What you are asked to do:
Copy every line from the one containing "Keypoint placement rule: for each instance of the white" through the last line of the records below, both included, and nothing else.

[Dataset records]
--- BEGIN ---

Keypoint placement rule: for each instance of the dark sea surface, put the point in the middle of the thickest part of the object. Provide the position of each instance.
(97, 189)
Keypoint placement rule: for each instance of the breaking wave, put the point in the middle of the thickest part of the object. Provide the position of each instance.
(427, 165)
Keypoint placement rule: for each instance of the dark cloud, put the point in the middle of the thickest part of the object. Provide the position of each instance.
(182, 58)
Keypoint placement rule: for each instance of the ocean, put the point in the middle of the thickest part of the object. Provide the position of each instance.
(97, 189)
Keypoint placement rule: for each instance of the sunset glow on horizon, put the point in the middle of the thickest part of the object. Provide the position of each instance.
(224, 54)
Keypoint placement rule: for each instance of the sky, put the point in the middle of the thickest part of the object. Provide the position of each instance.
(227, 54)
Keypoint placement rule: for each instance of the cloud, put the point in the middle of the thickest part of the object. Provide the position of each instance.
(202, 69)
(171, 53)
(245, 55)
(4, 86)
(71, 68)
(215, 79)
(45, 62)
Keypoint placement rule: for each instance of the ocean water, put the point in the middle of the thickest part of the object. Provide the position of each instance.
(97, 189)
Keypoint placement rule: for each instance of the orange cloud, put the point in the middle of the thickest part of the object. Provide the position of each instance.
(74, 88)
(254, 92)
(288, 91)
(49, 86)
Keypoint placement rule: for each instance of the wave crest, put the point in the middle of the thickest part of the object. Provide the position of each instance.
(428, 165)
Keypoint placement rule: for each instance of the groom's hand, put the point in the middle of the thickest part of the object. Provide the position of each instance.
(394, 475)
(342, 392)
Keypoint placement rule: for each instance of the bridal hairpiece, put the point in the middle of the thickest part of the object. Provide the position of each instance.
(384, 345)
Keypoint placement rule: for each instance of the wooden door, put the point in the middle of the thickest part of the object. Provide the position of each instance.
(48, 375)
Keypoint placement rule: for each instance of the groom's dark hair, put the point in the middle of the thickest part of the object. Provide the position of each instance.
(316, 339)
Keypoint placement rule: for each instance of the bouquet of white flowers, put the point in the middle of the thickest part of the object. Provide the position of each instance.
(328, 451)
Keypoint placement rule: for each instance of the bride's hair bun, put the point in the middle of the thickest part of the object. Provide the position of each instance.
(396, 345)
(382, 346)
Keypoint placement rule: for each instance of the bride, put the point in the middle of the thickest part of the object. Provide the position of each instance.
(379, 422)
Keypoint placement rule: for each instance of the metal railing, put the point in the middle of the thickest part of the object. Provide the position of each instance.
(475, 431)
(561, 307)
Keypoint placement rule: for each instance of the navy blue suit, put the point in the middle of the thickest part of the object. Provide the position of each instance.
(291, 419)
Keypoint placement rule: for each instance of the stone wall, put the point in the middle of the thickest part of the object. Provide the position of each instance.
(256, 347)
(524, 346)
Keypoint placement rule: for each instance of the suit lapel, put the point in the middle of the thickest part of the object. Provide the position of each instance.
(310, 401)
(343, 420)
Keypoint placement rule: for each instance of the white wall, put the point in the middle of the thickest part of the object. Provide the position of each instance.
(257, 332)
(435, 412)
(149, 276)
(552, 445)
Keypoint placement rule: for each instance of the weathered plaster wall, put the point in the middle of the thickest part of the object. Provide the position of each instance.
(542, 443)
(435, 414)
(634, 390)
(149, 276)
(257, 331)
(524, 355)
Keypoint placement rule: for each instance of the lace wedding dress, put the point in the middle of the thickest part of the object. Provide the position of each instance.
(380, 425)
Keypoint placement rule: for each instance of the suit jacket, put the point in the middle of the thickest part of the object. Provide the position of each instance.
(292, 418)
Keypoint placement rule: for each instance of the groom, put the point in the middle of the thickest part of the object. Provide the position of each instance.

--- END ---

Task output:
Keypoint placement rule: for each instance of the white wall, put the point in the middle of the thickest part of the object. Provide the position of each instance.
(257, 332)
(435, 412)
(149, 276)
(552, 445)
Keypoint placement rule: for each instance of the weathered plaster wall, put the point in the middle of the thickest part of the object. Provide the position of each instance.
(542, 443)
(435, 414)
(634, 390)
(149, 276)
(257, 331)
(524, 355)
Keypoint placement rule: for each instance of the lace wedding dress, put the point in the middle of the thickest part of the object. Provide the position of each instance.
(380, 425)
Keypoint placement rule: for each instance of the suit jacket, put the point in the middle of the thickest part of the object. Provide the position of each instance.
(292, 418)
Keypoint placement rule: for each instance of the groom, put the point in the middle of the thickest part of the object. Provide the position of each instance.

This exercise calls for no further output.